An exact copy of every record below is required, with the pictures left out.
--- SOURCE RECORDS ---
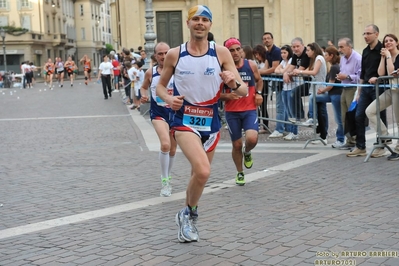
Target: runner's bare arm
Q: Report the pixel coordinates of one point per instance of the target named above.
(175, 102)
(145, 86)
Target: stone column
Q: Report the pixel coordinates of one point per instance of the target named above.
(149, 45)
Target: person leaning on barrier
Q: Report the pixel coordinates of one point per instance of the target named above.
(318, 69)
(273, 58)
(259, 52)
(300, 60)
(388, 63)
(350, 66)
(286, 55)
(332, 93)
(241, 111)
(371, 57)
---
* **SOLUTION**:
Target: runner's bare arm
Q: Report the pixel coordinates of one point per instance of the target named above.
(175, 102)
(145, 86)
Target: stone column
Q: Report the pixel coordinates of one point per instance of the target named above.
(149, 45)
Target: person leaning on barrier
Q: Report the pixel coordinates of one point per instance of the target named above.
(318, 69)
(273, 58)
(259, 52)
(300, 60)
(388, 63)
(350, 66)
(286, 55)
(332, 93)
(241, 111)
(371, 57)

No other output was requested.